◆ Aim of the exercise
Will you transcribe all the entries word for word, skipping the pictures they hold?

◆ Material to process
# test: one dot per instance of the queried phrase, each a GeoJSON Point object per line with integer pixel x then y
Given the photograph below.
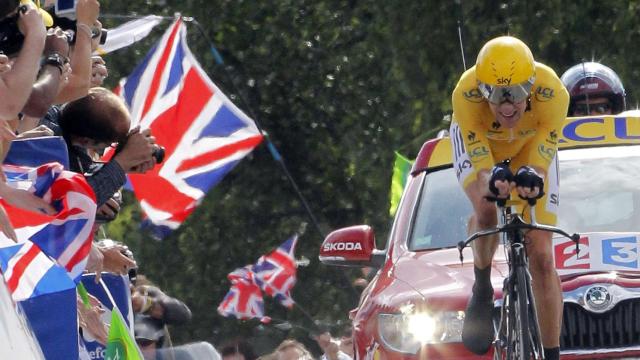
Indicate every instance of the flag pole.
{"type": "Point", "coordinates": [270, 145]}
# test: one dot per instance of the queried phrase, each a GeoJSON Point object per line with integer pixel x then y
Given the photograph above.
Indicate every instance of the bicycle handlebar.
{"type": "Point", "coordinates": [516, 224]}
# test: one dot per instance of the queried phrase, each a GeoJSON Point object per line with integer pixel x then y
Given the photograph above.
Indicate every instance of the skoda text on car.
{"type": "Point", "coordinates": [414, 306]}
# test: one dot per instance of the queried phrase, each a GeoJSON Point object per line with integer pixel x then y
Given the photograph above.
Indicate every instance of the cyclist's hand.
{"type": "Point", "coordinates": [501, 180]}
{"type": "Point", "coordinates": [529, 184]}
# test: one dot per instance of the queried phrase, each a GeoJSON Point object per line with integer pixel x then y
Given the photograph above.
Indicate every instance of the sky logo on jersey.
{"type": "Point", "coordinates": [567, 258]}
{"type": "Point", "coordinates": [621, 252]}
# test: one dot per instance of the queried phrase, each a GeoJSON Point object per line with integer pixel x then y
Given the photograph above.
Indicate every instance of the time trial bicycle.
{"type": "Point", "coordinates": [517, 333]}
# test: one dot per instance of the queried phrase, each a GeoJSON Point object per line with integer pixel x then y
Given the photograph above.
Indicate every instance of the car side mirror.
{"type": "Point", "coordinates": [351, 246]}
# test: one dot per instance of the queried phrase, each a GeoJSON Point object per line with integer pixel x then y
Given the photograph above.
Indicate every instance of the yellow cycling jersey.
{"type": "Point", "coordinates": [537, 131]}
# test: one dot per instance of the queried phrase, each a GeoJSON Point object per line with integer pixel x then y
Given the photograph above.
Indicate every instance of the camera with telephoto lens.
{"type": "Point", "coordinates": [69, 26]}
{"type": "Point", "coordinates": [157, 153]}
{"type": "Point", "coordinates": [11, 39]}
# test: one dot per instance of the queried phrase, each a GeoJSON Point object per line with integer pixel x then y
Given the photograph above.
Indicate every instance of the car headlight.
{"type": "Point", "coordinates": [407, 332]}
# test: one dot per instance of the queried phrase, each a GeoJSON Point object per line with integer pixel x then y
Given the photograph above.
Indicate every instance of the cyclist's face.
{"type": "Point", "coordinates": [595, 106]}
{"type": "Point", "coordinates": [508, 113]}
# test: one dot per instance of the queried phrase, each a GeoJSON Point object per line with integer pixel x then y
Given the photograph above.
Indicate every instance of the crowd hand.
{"type": "Point", "coordinates": [328, 345]}
{"type": "Point", "coordinates": [110, 209]}
{"type": "Point", "coordinates": [25, 200]}
{"type": "Point", "coordinates": [39, 131]}
{"type": "Point", "coordinates": [56, 42]}
{"type": "Point", "coordinates": [89, 318]}
{"type": "Point", "coordinates": [30, 22]}
{"type": "Point", "coordinates": [137, 151]}
{"type": "Point", "coordinates": [87, 12]}
{"type": "Point", "coordinates": [99, 71]}
{"type": "Point", "coordinates": [115, 261]}
{"type": "Point", "coordinates": [501, 181]}
{"type": "Point", "coordinates": [5, 63]}
{"type": "Point", "coordinates": [95, 262]}
{"type": "Point", "coordinates": [6, 132]}
{"type": "Point", "coordinates": [529, 184]}
{"type": "Point", "coordinates": [5, 225]}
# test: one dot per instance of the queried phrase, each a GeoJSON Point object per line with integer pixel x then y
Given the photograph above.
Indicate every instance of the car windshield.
{"type": "Point", "coordinates": [599, 192]}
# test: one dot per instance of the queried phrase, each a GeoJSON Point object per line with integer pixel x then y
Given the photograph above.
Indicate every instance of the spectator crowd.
{"type": "Point", "coordinates": [50, 85]}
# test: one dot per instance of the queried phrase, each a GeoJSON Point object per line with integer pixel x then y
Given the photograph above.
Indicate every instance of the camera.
{"type": "Point", "coordinates": [158, 153]}
{"type": "Point", "coordinates": [101, 219]}
{"type": "Point", "coordinates": [69, 27]}
{"type": "Point", "coordinates": [11, 39]}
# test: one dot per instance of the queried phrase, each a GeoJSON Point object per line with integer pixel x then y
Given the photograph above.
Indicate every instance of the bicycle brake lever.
{"type": "Point", "coordinates": [500, 202]}
{"type": "Point", "coordinates": [460, 248]}
{"type": "Point", "coordinates": [576, 239]}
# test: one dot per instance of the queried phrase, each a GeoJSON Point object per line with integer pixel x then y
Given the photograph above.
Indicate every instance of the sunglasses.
{"type": "Point", "coordinates": [592, 109]}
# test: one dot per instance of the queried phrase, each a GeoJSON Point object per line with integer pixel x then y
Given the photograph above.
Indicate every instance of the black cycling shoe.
{"type": "Point", "coordinates": [477, 329]}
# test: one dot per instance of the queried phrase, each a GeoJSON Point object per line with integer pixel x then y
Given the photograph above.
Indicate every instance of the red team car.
{"type": "Point", "coordinates": [414, 306]}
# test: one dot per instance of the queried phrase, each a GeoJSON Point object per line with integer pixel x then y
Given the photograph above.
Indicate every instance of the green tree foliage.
{"type": "Point", "coordinates": [338, 85]}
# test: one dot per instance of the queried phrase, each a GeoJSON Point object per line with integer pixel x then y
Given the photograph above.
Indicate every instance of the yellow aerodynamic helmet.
{"type": "Point", "coordinates": [505, 70]}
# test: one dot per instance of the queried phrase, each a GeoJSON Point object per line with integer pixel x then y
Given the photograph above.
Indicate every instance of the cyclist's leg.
{"type": "Point", "coordinates": [475, 184]}
{"type": "Point", "coordinates": [477, 331]}
{"type": "Point", "coordinates": [545, 281]}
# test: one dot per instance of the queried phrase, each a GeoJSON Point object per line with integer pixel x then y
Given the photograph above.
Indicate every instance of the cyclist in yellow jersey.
{"type": "Point", "coordinates": [508, 111]}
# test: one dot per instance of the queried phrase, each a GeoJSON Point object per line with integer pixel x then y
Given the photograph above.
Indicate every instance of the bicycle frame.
{"type": "Point", "coordinates": [517, 332]}
{"type": "Point", "coordinates": [514, 326]}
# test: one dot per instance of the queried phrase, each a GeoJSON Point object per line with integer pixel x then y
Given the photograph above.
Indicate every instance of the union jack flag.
{"type": "Point", "coordinates": [204, 134]}
{"type": "Point", "coordinates": [275, 273]}
{"type": "Point", "coordinates": [244, 299]}
{"type": "Point", "coordinates": [66, 236]}
{"type": "Point", "coordinates": [29, 273]}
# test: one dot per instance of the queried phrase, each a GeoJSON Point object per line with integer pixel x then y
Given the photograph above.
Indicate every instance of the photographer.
{"type": "Point", "coordinates": [87, 27]}
{"type": "Point", "coordinates": [54, 74]}
{"type": "Point", "coordinates": [93, 123]}
{"type": "Point", "coordinates": [15, 84]}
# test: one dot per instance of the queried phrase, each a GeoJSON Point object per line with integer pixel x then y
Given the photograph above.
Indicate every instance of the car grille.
{"type": "Point", "coordinates": [618, 327]}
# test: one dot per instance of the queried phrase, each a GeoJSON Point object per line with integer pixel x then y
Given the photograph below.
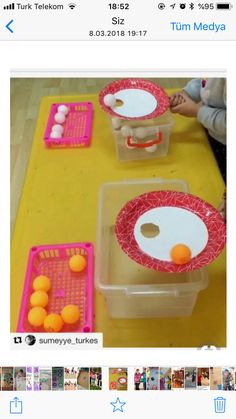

◆ Completed exercise
# test: one dot per instance of the queried phrase, each a GeoJSON Point object per line with integer pixel x then y
Given the photograph below.
Indicate every instance of the flag pole.
{"type": "Point", "coordinates": [270, 145]}
# test: one dot per instance of the queried phrase, each a GeoJSON Point object per line with integer pixel x then y
Given the photograph above.
Indicate every instance of the bicycle handlebar.
{"type": "Point", "coordinates": [516, 224]}
# test: one dot per instance of the queried phrase, each a GeoJSON Point object per line with integer pixel x then y
Given the photograph above.
Indicate every instance of the skoda text on car.
{"type": "Point", "coordinates": [414, 306]}
# test: one dot per instance of the queried phrase, each a GeoJSON Point object per line with integer pixel x then y
Given the photograph above.
Indicate every instance of the cyclist's hand.
{"type": "Point", "coordinates": [501, 180]}
{"type": "Point", "coordinates": [529, 184]}
# test: one dot per instance of the queried phrase, each a GeoJSON Point object per line with integer pixel x then y
Given the photograph above.
Indicate every instance of the sky logo on jersey.
{"type": "Point", "coordinates": [567, 258]}
{"type": "Point", "coordinates": [621, 252]}
# test: one dot per instance of the queried phrase, each a GeoJSON Point object per line with integer pixel x then y
Given the photograph above.
Indicate every instance of the time trial bicycle.
{"type": "Point", "coordinates": [517, 333]}
# test: one dot per instance of the queried phrase, each a GeoJSON Point object per line with integer pixel x then y
Given the photograph above.
Indicate every instance of the car side mirror.
{"type": "Point", "coordinates": [351, 246]}
# test: one dot per instance of the queried phrase, each a GeoJSON Point object per line with integer pixel x then y
Given the photograph above.
Indicate every instance of the yellow cycling jersey.
{"type": "Point", "coordinates": [537, 131]}
# test: one dot per instance of the queried phrase, each a GeoJSON Point object per line with integer pixel x then y
Given the photograph above.
Indicate every instance of the camera with telephoto lens.
{"type": "Point", "coordinates": [69, 26]}
{"type": "Point", "coordinates": [157, 153]}
{"type": "Point", "coordinates": [11, 39]}
# test: one dot per instance of the queried phrase, each a GeoJSON Point object per line with integer pixel x then y
Given the photograph above.
Indicate every instance of the car headlight.
{"type": "Point", "coordinates": [407, 332]}
# test: one dot per instance of the queried phrase, each a GeoJSON Point object per line with integer pixel x then y
Given the photograph above.
Indicate every instance of the cyclist's face.
{"type": "Point", "coordinates": [595, 106]}
{"type": "Point", "coordinates": [508, 113]}
# test: one dot per instance of the queried phrase, each a GeoJSON Point object per line with integer pixel x then y
Given the photograph above.
Indicate every instance of the crowd hand.
{"type": "Point", "coordinates": [328, 345]}
{"type": "Point", "coordinates": [110, 209]}
{"type": "Point", "coordinates": [25, 200]}
{"type": "Point", "coordinates": [39, 131]}
{"type": "Point", "coordinates": [56, 42]}
{"type": "Point", "coordinates": [89, 318]}
{"type": "Point", "coordinates": [30, 22]}
{"type": "Point", "coordinates": [137, 151]}
{"type": "Point", "coordinates": [87, 12]}
{"type": "Point", "coordinates": [99, 71]}
{"type": "Point", "coordinates": [115, 261]}
{"type": "Point", "coordinates": [501, 181]}
{"type": "Point", "coordinates": [5, 63]}
{"type": "Point", "coordinates": [95, 262]}
{"type": "Point", "coordinates": [6, 132]}
{"type": "Point", "coordinates": [529, 184]}
{"type": "Point", "coordinates": [5, 225]}
# test: one dot per instance of the queried phrase, each a GeoJSON Point object per line with integer pixel x then y
Given the photograph above.
Indicate every instance of the car windshield.
{"type": "Point", "coordinates": [599, 192]}
# test: one dot per instance of the queried phrase, each a GeoJSON Point object per line with integer pixel x then y
Given the photograph above.
Indicate every instance of the spectator crowd.
{"type": "Point", "coordinates": [50, 85]}
# test: one dot per instance of the queried phrase, each a GeoJSON Point object per line with integer pixel x then y
Given the photograph above.
Indicate every instance of the camera.
{"type": "Point", "coordinates": [158, 153]}
{"type": "Point", "coordinates": [101, 219]}
{"type": "Point", "coordinates": [69, 27]}
{"type": "Point", "coordinates": [11, 39]}
# test: one dot per instance of the queried phrase, each a GeoJSON Point object per line with integer pixel x then y
Given the photograph above.
Indicate every instance of the bicycle brake lever.
{"type": "Point", "coordinates": [500, 202]}
{"type": "Point", "coordinates": [460, 248]}
{"type": "Point", "coordinates": [576, 239]}
# test: one dot per instance of the queried phrase, each a GeoJSON Point object per line with integer pixel x then y
Given the photograph above.
Indicate every instance of the sunglasses.
{"type": "Point", "coordinates": [592, 109]}
# test: one dot per instance of the queried phrase, each a GeoJSON Point object per line with integer pixel x then y
Given the photograph above.
Indicate every instance of the black cycling shoe.
{"type": "Point", "coordinates": [477, 329]}
# test: one dot per instance of the queried phrase, each a GeoJSON Point object per line with integer pixel x then y
Given the photograph above.
Indicate every instance of the red team car.
{"type": "Point", "coordinates": [414, 306]}
# test: one dot per instance of the queried phrase, each a GeoJSON Point object per line with integer pixel x then y
Given the photograph above.
Indicate every instance of the green tree foliage.
{"type": "Point", "coordinates": [338, 85]}
# test: one dot per instance of the queried phrase, each a GeoJSON Point object per line with integer pixel x then y
Given the photograph above.
Indicate every instance of the yellow aerodynamic helmet.
{"type": "Point", "coordinates": [505, 70]}
# test: one dot per instance of the queried phrase, each a GeoJSON Point object per line with integer pixel x then y
Given the photograph above.
Indicate every instance of the cyclist's leg.
{"type": "Point", "coordinates": [475, 184]}
{"type": "Point", "coordinates": [477, 331]}
{"type": "Point", "coordinates": [545, 281]}
# test: one dot per instance of the queried phrase, each a GeoJSON Point object per line with integer pixel x then y
Given the photograph above.
Indicate every instance of the cyclist in yellow jersey.
{"type": "Point", "coordinates": [508, 111]}
# test: one dot per instance of the queried phrase, each a GeoJSON Point object per line with integer pixel x then y
Given the photograph above.
Indicate every instance of the bicycle frame.
{"type": "Point", "coordinates": [517, 332]}
{"type": "Point", "coordinates": [514, 326]}
# test: one dot per instance of the queried phrase, each a GeoJSON Point object per line with integer pixel x then y
Given the photograph above.
Indicate every instance of the union jack flag.
{"type": "Point", "coordinates": [204, 134]}
{"type": "Point", "coordinates": [275, 273]}
{"type": "Point", "coordinates": [244, 299]}
{"type": "Point", "coordinates": [66, 236]}
{"type": "Point", "coordinates": [29, 273]}
# test: one dot per instance of the queried phrase, each a GeoJSON Point object per line with integer pixel x then y
Given the photograph above.
Indicate every instance of the photographer.
{"type": "Point", "coordinates": [87, 27]}
{"type": "Point", "coordinates": [54, 74]}
{"type": "Point", "coordinates": [93, 123]}
{"type": "Point", "coordinates": [15, 84]}
# test: one dot per instance of the queried phrase, each a GeoJSON Point object per line with integer pixel x then y
Given the photograph above.
Indicate every instance of the car grille.
{"type": "Point", "coordinates": [618, 327]}
# test: one dot per instance of the queried phrase, each a GeoJSON Point object per line with integer pixel x then y
Given the photograph below.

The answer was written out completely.